▶ Directive
Count the lines in the rows below that contain the string "cone", and give only the number.

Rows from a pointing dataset

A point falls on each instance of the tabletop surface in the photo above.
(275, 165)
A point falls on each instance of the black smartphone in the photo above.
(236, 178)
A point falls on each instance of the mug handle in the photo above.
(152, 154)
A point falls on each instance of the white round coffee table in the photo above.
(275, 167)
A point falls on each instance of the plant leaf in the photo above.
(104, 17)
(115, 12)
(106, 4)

---

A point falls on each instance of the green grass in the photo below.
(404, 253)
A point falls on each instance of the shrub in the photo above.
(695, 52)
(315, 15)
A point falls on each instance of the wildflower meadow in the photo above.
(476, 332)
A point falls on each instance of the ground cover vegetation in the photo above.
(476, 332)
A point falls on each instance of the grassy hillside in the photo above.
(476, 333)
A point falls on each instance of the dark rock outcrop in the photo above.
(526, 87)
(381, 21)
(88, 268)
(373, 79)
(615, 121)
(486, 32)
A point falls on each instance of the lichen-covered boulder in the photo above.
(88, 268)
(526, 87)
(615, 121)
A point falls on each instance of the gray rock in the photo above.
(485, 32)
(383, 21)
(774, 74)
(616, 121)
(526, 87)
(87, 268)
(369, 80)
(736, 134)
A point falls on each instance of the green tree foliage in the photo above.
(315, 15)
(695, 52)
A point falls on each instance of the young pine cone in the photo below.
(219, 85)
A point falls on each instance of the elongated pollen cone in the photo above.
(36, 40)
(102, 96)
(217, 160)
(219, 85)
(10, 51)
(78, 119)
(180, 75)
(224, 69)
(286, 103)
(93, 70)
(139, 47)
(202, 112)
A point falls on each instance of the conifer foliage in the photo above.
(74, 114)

---

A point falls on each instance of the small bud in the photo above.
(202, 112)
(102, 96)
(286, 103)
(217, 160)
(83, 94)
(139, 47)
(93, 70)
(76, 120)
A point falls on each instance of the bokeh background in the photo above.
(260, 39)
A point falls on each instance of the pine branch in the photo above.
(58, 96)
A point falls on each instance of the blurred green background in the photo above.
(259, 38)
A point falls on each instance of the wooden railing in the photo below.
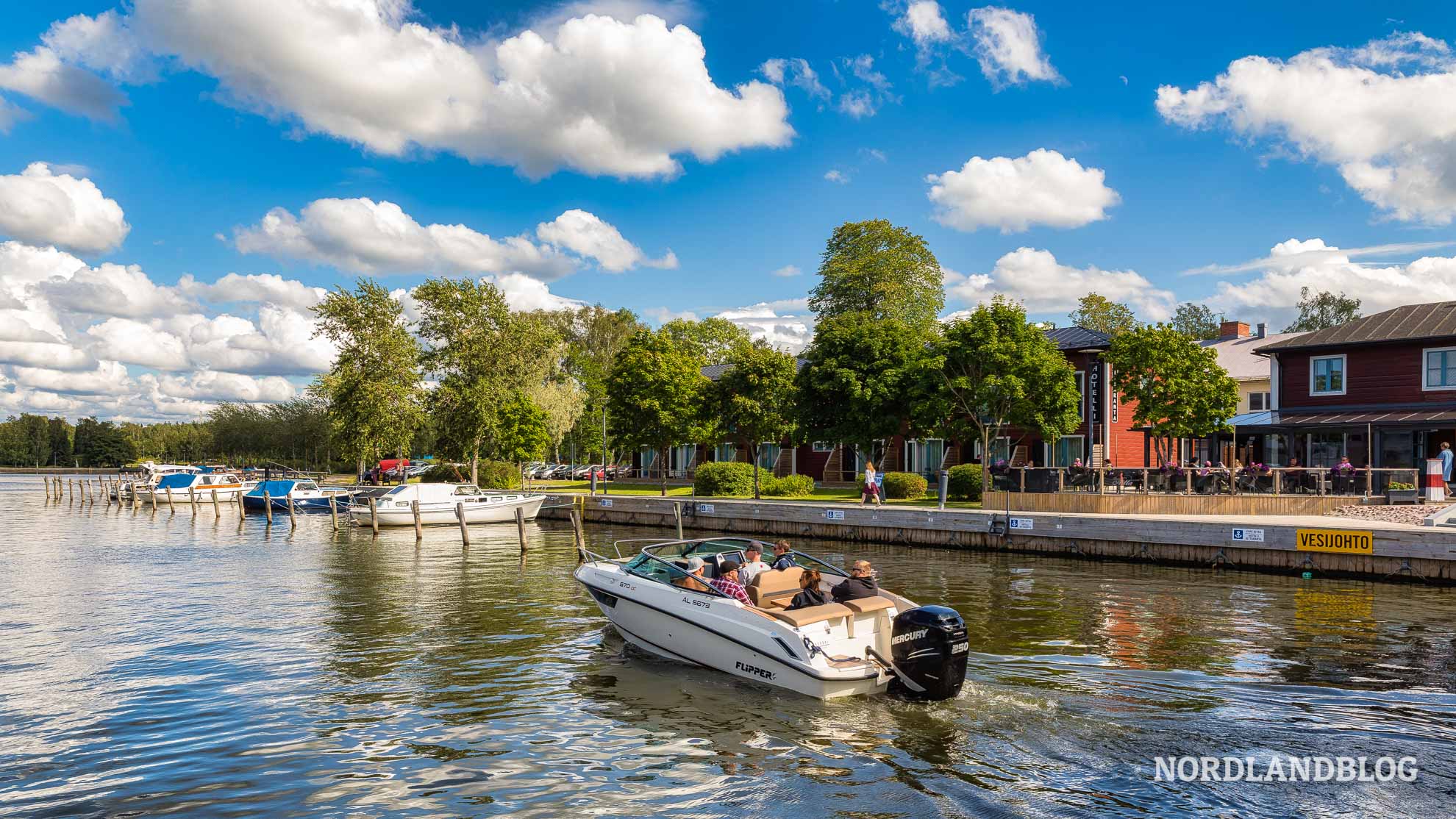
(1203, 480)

▶ Reply
2